Texto de la página ->
■ ■ ■ ■
Lectura del santo Evangelio según san Lucas 10, 25-37
En aquel tiempo: Un doctor de la Ley se levantó y le preguntó para ponerlo a prueba: «Maestro, ¿qué tengo que hacer para heredar la Vida eterna?» Jesús le preguntó a su vez: «¿Qué está escrito en la Ley? ¿Qué lees en ella?» El le respondió: «Amarás al Señor, tu Dios, con todo tu corazón, con toda tu alma, con todas tus fuerzas y con todo tu espíritu, y a tu prójimo como a ti mismo» «Has respondido exactamente, le dijo Jesús; obra así y alcanzarás la vida.» Pero el doctor de la Ley, para justificar su intervención, le hizo esta pregunta: «¿Y quién es mi prójimo?» Jesús volvió a tomar la palabra y le respondió: «Un hombre bajaba de Jerusalén a Jericó y cayó en manos de unos ladrones, que lo despojaron de todo, lo hirieron y se fueron, dejándolo medio muerto. Casualmente bajaba por el mismo camino un sacerdote: lo vio y siguió de largo. También pasó por allí un levita: lo vio y siguió su camino. Pero un samaritano que viajaba por allí, al pasar junto a él, lo vio y se conmovió. Entonces se acercó y vendó sus heridas, cubriéndolas con aceite y vino; después lo puso sobre su propia montura, lo condujo a un albergue y se encargó de cuidarlo. Al día siguiente, sacó dos denarios y se los dio al dueño del albergue, diciéndole: "Cuídalo, y lo que gastes de más, te lo pagaré al volver" ¿Cuál de los tres te parece que se portó como prójimo del hombre asaltado por los ladrones?» «El que tuvo compasión de él», le respondió el doctor. Y Jesús le dijo: «Ve, y procede tú de la misma manera»
■ ■ ■ ■
Enunciado -> Según la lectura del Evangelio, ¿cuántos denarios le dio el samaritano al dueño del albergue? Responde, por favor, en pocas palabras. Los registros proceden de otra fuente.

[Registros almacenados]
■ ■ ■ ■
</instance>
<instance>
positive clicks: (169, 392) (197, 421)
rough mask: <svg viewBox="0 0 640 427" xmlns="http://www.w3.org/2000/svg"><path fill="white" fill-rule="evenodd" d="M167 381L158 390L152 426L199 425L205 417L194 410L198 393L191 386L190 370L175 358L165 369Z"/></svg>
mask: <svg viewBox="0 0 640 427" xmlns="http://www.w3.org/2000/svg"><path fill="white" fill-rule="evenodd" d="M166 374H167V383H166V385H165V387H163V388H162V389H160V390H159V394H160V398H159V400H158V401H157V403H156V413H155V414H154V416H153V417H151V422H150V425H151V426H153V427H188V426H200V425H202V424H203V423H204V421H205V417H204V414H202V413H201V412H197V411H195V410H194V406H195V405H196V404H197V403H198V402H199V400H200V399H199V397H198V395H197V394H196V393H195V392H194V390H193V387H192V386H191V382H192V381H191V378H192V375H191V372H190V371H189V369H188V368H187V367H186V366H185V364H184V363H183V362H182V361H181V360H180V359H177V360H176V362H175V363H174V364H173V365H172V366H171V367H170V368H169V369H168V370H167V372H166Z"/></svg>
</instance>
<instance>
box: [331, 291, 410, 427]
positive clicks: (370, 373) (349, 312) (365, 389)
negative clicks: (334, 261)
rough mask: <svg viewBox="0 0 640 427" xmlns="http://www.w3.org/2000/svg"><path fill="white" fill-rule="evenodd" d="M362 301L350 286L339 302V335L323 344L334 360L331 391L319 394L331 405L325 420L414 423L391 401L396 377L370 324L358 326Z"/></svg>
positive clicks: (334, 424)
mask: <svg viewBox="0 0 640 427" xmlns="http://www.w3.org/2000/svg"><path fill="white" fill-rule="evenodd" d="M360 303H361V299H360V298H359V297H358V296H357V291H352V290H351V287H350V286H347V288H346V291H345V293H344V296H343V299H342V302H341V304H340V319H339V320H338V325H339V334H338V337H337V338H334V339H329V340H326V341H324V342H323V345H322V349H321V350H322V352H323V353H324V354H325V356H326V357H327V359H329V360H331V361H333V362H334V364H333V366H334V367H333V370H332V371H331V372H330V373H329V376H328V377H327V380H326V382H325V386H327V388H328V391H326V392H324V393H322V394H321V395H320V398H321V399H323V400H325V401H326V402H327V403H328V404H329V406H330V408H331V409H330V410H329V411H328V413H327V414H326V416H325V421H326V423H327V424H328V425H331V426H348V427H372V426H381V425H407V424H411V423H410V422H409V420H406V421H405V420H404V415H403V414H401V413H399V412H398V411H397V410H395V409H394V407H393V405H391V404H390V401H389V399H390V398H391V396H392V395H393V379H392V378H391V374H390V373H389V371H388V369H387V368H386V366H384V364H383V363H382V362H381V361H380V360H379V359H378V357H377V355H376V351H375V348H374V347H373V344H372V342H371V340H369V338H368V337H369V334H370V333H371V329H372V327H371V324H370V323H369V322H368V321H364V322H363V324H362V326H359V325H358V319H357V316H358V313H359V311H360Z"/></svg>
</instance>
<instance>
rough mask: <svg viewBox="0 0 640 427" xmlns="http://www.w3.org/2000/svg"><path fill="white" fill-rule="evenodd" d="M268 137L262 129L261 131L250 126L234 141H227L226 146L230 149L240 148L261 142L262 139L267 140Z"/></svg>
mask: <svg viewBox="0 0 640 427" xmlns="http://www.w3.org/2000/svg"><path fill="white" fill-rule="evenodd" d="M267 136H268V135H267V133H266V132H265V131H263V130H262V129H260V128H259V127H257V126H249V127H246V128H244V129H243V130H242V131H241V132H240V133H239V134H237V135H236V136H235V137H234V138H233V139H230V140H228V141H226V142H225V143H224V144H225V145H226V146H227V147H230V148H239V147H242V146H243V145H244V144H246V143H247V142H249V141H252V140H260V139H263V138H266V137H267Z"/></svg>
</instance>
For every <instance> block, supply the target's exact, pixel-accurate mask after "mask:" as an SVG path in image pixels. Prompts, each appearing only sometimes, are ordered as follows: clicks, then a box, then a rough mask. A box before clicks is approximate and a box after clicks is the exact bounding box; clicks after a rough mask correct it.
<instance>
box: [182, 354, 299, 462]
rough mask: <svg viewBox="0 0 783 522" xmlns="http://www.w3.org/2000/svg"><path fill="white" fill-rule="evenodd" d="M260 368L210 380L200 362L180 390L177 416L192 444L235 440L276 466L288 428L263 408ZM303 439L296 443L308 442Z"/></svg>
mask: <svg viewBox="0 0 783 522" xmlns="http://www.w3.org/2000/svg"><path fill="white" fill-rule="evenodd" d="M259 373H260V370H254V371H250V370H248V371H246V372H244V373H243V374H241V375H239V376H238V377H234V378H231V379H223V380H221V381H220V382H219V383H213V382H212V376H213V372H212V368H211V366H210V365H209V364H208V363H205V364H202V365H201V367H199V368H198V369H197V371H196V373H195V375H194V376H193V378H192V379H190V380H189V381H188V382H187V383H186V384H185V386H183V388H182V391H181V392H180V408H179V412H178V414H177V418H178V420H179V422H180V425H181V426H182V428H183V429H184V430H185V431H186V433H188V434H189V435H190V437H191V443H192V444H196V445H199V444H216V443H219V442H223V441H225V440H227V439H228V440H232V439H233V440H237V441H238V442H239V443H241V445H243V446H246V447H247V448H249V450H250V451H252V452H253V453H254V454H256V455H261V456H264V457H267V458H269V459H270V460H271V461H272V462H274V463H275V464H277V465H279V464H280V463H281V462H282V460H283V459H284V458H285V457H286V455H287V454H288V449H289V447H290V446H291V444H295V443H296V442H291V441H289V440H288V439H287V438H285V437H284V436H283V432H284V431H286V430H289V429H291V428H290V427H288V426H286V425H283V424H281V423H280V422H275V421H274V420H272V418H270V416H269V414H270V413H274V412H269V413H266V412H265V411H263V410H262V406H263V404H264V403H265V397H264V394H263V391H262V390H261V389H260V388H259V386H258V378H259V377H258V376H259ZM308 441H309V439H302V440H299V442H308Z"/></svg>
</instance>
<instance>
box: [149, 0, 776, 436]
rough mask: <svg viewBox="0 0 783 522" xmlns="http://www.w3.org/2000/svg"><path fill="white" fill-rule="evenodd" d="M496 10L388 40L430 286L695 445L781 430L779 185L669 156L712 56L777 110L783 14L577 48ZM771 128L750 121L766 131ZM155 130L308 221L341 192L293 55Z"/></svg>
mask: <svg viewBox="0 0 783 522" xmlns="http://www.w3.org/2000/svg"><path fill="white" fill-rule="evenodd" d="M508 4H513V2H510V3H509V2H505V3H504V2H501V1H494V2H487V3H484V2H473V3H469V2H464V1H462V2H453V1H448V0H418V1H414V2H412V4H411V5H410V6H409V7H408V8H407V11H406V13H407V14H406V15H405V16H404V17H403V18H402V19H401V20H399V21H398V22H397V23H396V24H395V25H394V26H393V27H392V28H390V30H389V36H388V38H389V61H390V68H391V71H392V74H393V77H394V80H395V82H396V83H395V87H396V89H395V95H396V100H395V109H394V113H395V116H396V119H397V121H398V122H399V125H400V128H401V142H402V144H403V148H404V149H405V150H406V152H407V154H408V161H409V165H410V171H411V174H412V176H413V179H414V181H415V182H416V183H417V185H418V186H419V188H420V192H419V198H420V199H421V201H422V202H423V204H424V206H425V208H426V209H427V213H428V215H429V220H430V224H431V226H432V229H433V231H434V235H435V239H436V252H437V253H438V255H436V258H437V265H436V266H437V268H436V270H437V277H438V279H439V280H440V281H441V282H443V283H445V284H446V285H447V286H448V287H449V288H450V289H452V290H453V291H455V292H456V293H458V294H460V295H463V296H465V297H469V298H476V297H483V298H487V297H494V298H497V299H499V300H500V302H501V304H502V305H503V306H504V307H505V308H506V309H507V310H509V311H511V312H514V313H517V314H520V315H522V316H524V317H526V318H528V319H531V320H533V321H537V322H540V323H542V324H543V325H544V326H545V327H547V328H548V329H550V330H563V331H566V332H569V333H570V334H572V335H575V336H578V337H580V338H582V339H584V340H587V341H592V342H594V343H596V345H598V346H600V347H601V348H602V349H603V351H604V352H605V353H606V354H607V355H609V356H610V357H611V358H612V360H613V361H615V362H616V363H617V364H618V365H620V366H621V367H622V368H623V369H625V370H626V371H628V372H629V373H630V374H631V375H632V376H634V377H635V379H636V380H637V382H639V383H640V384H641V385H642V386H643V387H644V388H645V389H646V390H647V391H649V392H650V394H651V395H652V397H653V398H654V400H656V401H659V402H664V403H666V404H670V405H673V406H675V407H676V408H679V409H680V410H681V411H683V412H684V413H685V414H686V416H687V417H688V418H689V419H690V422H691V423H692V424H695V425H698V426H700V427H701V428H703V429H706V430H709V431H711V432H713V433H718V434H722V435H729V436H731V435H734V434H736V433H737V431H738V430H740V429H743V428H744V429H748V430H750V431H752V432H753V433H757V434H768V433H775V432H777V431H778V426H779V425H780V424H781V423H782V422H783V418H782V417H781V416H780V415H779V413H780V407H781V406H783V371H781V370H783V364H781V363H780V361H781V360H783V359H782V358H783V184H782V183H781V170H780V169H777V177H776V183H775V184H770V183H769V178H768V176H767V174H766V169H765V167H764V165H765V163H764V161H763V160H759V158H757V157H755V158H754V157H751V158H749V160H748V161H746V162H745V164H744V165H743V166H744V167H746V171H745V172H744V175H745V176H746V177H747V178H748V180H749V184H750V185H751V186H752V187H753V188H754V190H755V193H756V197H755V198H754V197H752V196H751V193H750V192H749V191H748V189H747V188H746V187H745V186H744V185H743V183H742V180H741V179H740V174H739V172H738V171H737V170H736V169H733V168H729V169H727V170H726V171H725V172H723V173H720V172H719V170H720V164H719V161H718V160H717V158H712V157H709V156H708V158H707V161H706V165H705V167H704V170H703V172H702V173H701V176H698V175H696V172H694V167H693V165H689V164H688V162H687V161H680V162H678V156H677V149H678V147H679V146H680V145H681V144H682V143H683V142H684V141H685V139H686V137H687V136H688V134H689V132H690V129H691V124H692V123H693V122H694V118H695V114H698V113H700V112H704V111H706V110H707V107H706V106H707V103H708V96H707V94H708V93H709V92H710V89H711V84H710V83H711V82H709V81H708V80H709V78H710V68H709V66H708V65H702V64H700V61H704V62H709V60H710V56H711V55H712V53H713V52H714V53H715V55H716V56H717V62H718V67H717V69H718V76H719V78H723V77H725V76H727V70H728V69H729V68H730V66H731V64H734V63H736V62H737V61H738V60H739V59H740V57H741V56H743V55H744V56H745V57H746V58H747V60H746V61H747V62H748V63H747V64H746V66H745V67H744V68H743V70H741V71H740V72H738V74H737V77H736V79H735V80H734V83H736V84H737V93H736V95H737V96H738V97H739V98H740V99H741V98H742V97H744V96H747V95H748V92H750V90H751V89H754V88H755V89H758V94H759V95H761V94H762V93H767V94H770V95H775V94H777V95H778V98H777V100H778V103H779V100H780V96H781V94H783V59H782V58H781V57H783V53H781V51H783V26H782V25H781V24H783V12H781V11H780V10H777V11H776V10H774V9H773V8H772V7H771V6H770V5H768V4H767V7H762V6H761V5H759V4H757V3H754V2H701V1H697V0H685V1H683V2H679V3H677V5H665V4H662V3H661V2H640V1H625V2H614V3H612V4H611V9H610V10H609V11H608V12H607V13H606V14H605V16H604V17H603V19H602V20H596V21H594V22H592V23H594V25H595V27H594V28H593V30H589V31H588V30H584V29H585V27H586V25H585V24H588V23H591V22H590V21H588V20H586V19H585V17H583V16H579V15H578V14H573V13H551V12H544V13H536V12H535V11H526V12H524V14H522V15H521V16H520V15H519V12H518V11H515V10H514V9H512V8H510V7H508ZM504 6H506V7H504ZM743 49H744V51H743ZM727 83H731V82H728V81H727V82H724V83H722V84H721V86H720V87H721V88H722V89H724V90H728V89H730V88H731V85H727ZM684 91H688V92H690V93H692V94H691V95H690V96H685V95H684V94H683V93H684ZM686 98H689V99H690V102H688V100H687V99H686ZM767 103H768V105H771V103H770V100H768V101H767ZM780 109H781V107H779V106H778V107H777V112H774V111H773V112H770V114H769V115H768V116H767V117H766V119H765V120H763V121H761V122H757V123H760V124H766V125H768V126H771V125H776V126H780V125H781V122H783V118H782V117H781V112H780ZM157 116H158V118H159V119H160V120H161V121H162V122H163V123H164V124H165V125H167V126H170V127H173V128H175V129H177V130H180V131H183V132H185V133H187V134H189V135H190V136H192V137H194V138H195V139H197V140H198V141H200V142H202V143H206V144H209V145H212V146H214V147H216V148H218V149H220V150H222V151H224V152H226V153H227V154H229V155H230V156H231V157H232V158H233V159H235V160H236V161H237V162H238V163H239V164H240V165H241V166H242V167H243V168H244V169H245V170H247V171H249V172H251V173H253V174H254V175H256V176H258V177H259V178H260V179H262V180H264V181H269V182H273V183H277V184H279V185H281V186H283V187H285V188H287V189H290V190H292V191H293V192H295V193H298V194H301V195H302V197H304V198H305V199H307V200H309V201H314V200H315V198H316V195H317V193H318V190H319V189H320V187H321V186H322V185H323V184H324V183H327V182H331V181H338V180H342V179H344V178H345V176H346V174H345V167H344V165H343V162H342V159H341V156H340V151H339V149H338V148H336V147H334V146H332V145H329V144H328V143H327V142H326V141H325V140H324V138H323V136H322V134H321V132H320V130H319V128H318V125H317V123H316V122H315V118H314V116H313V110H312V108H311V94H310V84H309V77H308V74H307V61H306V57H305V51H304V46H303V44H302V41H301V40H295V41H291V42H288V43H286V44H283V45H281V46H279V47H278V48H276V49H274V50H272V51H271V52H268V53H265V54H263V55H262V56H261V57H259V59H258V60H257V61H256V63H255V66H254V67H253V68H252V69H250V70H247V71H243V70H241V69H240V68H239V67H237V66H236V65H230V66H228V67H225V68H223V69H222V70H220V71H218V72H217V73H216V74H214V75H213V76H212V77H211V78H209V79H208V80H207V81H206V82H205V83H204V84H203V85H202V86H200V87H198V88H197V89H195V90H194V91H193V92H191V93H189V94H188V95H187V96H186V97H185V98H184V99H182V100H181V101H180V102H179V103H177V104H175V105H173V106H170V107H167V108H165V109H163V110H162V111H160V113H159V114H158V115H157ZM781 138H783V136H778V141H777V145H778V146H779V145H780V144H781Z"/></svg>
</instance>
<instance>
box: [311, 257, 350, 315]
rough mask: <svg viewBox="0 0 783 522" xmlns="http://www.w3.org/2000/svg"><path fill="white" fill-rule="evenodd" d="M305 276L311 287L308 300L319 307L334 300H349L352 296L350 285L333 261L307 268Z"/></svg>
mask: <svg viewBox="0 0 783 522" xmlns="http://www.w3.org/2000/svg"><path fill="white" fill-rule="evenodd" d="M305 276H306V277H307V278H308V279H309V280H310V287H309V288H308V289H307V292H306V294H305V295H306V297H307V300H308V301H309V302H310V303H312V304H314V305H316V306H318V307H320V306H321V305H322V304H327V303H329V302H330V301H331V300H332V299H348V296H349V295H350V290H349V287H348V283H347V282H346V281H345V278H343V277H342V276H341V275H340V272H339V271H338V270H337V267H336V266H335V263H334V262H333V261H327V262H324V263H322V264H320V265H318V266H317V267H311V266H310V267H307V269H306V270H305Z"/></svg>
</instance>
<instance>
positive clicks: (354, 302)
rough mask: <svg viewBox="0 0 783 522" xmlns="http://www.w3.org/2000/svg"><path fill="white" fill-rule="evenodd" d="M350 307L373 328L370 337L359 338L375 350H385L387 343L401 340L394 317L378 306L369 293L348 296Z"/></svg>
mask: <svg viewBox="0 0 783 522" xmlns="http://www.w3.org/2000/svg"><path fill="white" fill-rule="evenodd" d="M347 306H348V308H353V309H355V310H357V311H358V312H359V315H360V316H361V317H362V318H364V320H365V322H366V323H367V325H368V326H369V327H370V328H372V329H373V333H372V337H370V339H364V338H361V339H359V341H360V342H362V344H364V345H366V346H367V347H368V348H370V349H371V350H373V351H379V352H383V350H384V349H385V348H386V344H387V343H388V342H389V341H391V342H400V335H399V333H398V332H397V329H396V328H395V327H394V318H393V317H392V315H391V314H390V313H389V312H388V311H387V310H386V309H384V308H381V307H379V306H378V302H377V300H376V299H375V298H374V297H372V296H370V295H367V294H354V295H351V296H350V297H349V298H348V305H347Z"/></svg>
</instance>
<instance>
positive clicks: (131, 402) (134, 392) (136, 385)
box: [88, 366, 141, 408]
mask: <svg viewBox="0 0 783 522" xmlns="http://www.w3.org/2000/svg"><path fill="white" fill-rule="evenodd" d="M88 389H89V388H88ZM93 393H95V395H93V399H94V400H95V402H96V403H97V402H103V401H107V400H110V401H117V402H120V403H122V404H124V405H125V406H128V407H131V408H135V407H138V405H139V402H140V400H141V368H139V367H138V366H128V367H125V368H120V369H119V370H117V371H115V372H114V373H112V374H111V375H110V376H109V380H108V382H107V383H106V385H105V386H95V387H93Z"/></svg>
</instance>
■ ■ ■ ■
Solución -> Dos denarios.